▶ **REQUIREMENT**: Print every entry below verbatim, keeping each line unchanged.

--------------------------------------------------

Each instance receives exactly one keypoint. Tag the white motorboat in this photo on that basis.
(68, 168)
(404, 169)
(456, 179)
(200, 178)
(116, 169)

--------------------------------------------------

▶ **OUTPUT OF THE EXERCISE**:
Each instance receives exactly one keypoint. Tag the white motorboat in this photo on that basis.
(68, 168)
(404, 169)
(456, 179)
(200, 178)
(116, 169)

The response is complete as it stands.